- **Work to complete**: Reproduce verbatim only the lines from the one containing "Every instance of the cliff" through the last line below, both included.

- **Records for this exercise**:

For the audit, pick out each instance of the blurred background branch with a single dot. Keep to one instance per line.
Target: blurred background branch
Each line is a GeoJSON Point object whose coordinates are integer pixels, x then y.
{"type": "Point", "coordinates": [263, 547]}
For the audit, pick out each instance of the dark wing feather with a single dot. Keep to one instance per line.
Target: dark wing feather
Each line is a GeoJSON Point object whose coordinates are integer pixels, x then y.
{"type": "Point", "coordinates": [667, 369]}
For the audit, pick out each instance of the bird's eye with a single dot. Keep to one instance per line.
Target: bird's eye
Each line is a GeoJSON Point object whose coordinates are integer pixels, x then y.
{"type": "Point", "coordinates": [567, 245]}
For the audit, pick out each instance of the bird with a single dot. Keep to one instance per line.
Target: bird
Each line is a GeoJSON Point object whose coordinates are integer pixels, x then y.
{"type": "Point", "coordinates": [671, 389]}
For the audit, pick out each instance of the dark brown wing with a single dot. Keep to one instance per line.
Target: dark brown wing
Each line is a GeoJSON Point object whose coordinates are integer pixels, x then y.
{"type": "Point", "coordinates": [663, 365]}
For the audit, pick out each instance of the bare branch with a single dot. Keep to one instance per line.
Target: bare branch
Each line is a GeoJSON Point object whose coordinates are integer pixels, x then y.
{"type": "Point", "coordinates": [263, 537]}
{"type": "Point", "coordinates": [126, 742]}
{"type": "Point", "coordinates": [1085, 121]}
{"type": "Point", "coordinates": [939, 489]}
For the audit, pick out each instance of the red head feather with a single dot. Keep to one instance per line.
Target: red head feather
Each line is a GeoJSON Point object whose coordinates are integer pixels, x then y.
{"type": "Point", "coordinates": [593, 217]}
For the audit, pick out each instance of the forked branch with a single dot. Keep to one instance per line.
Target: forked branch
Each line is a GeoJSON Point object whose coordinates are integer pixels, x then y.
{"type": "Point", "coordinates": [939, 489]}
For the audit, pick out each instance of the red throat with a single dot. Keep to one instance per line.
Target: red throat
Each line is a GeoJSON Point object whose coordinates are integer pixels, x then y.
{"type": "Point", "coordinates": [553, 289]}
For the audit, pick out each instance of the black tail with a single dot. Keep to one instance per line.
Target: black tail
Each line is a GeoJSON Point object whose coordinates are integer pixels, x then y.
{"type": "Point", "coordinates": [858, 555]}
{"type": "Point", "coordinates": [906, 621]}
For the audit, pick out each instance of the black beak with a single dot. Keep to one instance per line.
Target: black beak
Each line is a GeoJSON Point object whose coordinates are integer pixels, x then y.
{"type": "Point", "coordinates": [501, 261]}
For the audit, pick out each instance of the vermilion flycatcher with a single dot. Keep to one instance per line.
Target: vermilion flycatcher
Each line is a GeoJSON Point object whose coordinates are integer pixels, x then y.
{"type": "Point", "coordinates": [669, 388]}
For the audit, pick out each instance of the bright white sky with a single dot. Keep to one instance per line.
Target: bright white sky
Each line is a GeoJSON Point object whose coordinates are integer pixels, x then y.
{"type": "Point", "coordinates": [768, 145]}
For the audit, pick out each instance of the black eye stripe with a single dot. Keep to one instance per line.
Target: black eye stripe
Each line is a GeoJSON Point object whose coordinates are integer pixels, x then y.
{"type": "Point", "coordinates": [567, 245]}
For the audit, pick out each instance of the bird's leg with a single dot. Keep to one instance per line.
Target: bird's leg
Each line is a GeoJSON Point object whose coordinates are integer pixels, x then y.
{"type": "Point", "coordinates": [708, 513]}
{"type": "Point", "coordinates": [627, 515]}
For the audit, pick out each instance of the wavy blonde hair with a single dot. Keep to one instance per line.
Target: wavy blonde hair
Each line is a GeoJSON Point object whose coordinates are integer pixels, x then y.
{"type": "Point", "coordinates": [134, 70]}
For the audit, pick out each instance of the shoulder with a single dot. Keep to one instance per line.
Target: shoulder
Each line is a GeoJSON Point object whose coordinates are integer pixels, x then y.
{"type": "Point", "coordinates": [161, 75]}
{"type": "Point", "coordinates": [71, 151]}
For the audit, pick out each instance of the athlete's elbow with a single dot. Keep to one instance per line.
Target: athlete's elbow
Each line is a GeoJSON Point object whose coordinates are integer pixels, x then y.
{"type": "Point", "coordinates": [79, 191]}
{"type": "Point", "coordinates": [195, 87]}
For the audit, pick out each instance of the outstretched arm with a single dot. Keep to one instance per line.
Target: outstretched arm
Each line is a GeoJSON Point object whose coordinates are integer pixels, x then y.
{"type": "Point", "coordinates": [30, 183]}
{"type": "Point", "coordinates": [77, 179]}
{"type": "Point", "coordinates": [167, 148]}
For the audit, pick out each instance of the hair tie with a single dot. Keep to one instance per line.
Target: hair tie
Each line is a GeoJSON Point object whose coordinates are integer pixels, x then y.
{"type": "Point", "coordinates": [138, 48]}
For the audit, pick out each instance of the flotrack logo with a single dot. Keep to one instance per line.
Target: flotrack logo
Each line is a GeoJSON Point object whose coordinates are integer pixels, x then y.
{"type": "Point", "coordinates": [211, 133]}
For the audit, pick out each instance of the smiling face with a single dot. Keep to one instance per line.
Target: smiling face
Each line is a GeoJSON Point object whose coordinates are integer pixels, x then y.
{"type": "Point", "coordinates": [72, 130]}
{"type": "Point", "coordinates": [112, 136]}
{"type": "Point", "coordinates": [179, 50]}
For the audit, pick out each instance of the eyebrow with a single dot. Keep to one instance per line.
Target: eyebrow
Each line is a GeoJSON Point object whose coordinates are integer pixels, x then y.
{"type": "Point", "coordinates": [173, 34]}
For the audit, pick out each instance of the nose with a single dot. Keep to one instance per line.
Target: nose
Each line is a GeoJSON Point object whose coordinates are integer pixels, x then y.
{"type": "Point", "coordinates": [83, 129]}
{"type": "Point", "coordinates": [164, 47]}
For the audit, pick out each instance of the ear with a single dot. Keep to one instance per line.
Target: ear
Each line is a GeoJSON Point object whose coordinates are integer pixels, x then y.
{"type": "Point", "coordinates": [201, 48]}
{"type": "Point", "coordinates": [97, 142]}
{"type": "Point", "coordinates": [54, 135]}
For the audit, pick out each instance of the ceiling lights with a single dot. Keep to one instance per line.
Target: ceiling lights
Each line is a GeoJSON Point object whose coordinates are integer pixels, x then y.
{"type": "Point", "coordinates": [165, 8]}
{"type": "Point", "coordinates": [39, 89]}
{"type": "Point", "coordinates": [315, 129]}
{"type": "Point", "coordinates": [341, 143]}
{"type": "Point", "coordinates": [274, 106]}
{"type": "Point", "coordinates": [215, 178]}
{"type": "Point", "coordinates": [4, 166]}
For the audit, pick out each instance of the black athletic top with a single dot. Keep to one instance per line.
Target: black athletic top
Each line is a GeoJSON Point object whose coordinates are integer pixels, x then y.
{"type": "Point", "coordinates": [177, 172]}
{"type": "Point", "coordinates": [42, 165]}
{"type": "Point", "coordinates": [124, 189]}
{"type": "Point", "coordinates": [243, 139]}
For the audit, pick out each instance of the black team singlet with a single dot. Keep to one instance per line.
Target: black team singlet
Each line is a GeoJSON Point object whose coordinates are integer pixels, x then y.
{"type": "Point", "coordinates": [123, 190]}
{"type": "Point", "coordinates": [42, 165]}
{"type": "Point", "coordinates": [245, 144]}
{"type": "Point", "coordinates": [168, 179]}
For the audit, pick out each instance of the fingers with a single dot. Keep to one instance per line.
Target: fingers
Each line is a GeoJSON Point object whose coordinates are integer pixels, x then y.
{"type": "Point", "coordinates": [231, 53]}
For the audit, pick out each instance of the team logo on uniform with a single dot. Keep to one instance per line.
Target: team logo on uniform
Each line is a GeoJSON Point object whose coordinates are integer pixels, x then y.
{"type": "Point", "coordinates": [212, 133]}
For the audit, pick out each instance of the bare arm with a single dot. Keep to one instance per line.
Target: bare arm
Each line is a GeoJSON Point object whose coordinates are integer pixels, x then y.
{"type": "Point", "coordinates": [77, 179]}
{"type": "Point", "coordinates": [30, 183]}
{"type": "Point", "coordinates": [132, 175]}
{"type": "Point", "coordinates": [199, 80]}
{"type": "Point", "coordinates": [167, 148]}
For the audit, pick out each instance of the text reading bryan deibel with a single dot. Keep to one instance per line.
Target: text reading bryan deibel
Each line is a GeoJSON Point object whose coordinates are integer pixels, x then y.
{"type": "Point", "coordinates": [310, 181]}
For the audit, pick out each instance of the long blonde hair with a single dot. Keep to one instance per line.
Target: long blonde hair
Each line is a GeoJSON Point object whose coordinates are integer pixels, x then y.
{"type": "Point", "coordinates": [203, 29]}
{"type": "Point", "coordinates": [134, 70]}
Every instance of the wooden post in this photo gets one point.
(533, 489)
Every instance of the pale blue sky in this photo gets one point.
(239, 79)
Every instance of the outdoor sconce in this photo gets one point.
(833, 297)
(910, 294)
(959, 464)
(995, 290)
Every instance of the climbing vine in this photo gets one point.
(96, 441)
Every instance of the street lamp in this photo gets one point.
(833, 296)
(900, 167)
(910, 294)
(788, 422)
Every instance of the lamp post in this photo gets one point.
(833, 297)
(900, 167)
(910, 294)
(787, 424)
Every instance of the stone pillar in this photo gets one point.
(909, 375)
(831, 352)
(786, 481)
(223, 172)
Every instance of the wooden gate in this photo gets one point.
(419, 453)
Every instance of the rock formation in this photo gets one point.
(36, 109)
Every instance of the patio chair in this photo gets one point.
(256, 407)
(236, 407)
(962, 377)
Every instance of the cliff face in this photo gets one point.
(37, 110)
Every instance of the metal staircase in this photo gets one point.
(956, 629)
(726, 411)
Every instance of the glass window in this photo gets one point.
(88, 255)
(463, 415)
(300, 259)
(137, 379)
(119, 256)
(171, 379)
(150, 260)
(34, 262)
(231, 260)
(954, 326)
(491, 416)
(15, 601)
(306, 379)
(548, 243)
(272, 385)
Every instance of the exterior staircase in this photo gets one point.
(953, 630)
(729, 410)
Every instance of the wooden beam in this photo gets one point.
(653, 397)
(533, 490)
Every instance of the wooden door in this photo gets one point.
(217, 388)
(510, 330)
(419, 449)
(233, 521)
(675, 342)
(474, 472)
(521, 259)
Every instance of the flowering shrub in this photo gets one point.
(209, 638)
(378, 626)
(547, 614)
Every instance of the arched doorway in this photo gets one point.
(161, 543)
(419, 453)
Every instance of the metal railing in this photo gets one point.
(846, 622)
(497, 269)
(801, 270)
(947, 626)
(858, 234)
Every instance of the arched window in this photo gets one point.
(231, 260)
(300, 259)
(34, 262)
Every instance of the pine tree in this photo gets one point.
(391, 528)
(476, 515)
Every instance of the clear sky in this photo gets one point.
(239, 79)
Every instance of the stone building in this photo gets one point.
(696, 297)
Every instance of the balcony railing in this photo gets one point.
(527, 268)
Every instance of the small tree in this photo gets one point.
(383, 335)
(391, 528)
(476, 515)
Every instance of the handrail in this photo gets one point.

- **The reply**:
Every instance of the cliff face in this photo gets one point.
(37, 110)
Every instance of the metal staircase in this photo gets one point.
(956, 629)
(726, 411)
Every instance of the glass window in this photo gets one point.
(88, 255)
(463, 415)
(300, 259)
(137, 379)
(119, 256)
(171, 379)
(150, 260)
(34, 262)
(231, 260)
(954, 326)
(491, 416)
(15, 601)
(306, 379)
(548, 243)
(272, 385)
Every instance of the exterior staircase in this photo gets one point.
(953, 630)
(729, 410)
Every instance of the wooden beam in this photo gets one point.
(653, 397)
(533, 490)
Every instance of the wooden door in this photo gets one point.
(217, 388)
(510, 330)
(419, 449)
(233, 521)
(675, 342)
(474, 472)
(521, 259)
Every instance of the flowering shrub in this photo gets one point.
(209, 638)
(378, 626)
(547, 614)
Every instance of the arched doorway in this photo gets one point.
(161, 543)
(419, 453)
Every instance of the metal railing in this photo gets one point.
(846, 622)
(497, 269)
(801, 270)
(947, 626)
(858, 234)
Every instance of the arched window in this photo gets one point.
(231, 260)
(300, 259)
(34, 262)
Every instance of the pine tree in this photo gets one point.
(391, 528)
(476, 515)
Every instance of the clear sky in this photo gets one point.
(239, 79)
Every instance of the stone building in this photo gets one point.
(696, 297)
Every instance of the balcony railing in this photo gets one point.
(527, 268)
Every instance of the small tree in this photo gets one point.
(383, 335)
(391, 528)
(476, 515)
Every instance of the handrail in this photo gets one point.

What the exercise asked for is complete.